═════ Source excerpt ═════
The lifecycle of an index operation is tracked through three states:

enum class IndexStatus {
    BUILDING,   // Default state - index build is in progress
    DELETING,   // Fresh drop request for an index not currently being built
    ABORTING    // Drop requested while build is in progress
};

State Transitions:

    create_index                              drop_index
         │                                   (index NOT in _work_set)
═════ Data records ═════
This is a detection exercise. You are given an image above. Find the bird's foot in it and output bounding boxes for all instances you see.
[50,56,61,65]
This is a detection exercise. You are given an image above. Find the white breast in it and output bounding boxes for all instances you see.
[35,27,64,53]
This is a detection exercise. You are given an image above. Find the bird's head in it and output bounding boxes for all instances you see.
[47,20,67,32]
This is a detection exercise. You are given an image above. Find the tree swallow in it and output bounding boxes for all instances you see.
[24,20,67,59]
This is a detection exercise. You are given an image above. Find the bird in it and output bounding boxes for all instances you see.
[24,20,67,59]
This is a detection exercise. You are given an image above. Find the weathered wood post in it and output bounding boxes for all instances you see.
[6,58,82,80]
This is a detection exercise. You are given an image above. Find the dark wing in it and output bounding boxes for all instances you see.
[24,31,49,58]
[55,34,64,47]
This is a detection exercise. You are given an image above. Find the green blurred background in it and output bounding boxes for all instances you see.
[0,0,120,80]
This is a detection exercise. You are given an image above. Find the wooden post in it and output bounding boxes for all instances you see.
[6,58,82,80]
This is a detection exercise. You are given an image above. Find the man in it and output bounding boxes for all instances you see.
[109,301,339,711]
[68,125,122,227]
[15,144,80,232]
═════
(What you have to do) Retype everything in the index status text from "The lifecycle of" down to "NOT in _work_set)". The entries have nothing to do with the index status text.

(Result for this task)
The lifecycle of an index operation is tracked through three states:

enum class IndexStatus {
    BUILDING,   // Default state - index build is in progress
    DELETING,   // Fresh drop request for an index not currently being built
    ABORTING    // Drop requested while build is in progress
};

State Transitions:

    create_index                              drop_index
         │                                   (index NOT in _work_set)